**Document section**
Tuesday, October 20, 2015

What Am I?



 I had a huge AH-HA moment about a week ago and have been trying to find a way to share with you that moment.  I was watching an episode of Dancing with the Stars with my daughters when one of the contestants said her coach Derek Hough said to stop being so negative and saying what you aren't and start saying what you are.  She said she started saying to herself and out loud I AM....... It got me thinking what am I?  I mean really what am I? What are you?  I bet if you made a list with what you are and what you are not you would have more negatives than positives.  I mean I can tell you what I am not!  I am not skinny, I am not athletic anymore, I am not healthy, I am not Brave, I am not Bold, I am not driven, I am not pretty, I am not I am not I am not.  Followed right behind by I cannot I cannot I cannot.
                  It's no wonder I have not succeeded with anything ever in my life.  I not only am my worst abuser I also don't believe what people tell me.  In the past month I have been called Beautiful, Kind, Generous, Bold, Brave, Driven, Honest, Positive, Genuine, Happy, One of a kind, Inspiring, Amazing, among many other positive things.  Let me tell you how many of those things I believed about myself.  Two, I above all try and be kind and honest in all things I do.
 The rest seemed like empty complements.  I mean of course my facebook profile looks beautiful I picked the best picture of me that was most flattering and that was after I spent plenty of time in front of the mirror to put my face on and curl the 100 lbs of hair I have, does that mean I always look beautiful, definitely not!  Most days I don't even do my hair. I decided Tuesday night to start saying to myself what I was the list was not very long but I tried.  Last Thursday I went to a friends house who is helping me on this journey, she called me many of those things listed above. THE entire time I sat thinking no I am not those things I have you fooled, I have everyone fooled I am not the person you all think I am.

**Tasks to carry out**
(1) In the blog post, who told the Dancing with the Stars contestant to stop saying what she isn't and start saying what she is?
(2) Please list every quality named after the words "I am not" in the blog post.

**Given material**

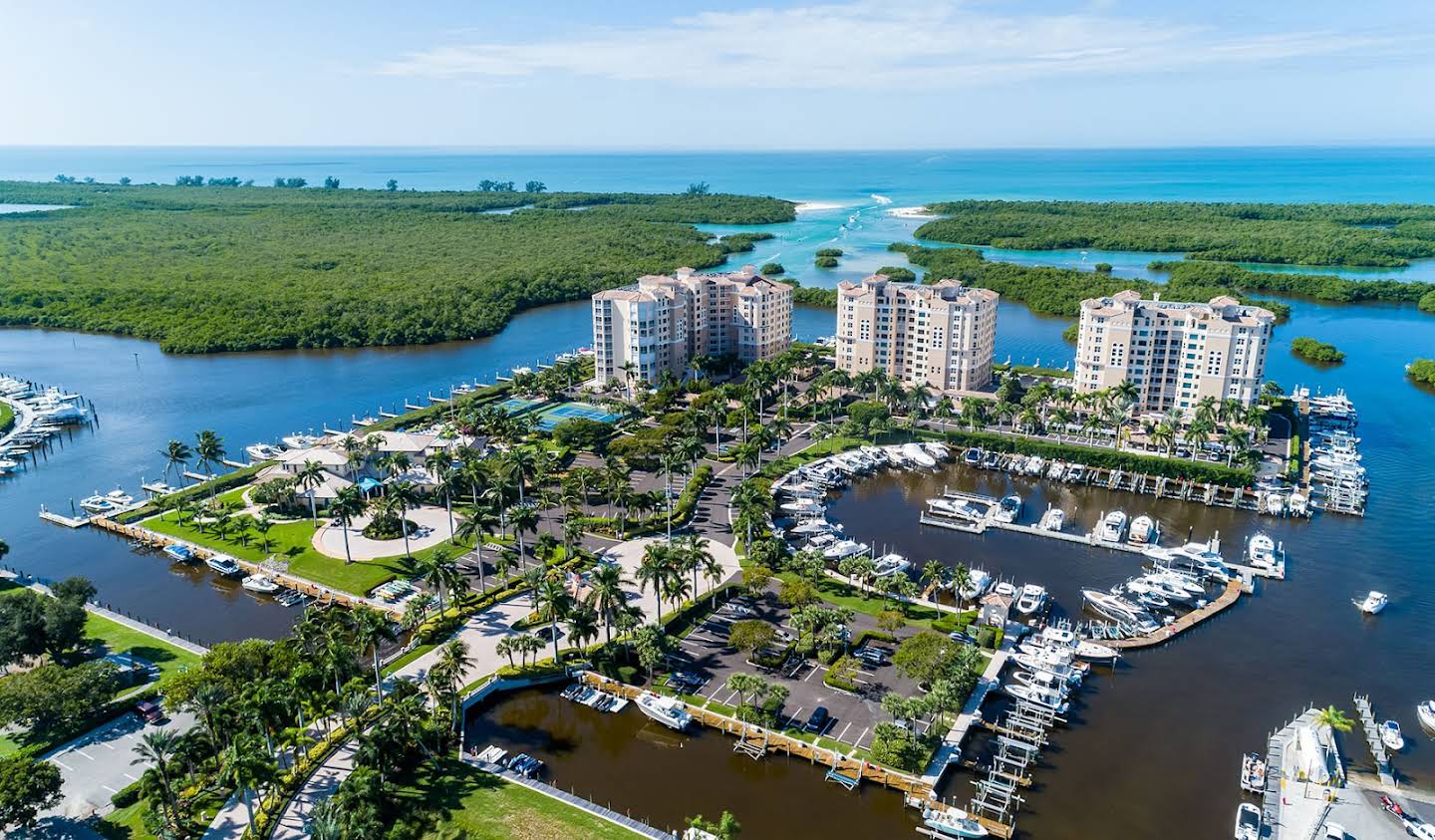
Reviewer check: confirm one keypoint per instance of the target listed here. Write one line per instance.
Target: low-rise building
(942, 335)
(1174, 354)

**Expected results**
(1) Her coach, Derek Hough.

(2) skinny, athletic anymore, healthy, brave, bold, driven, pretty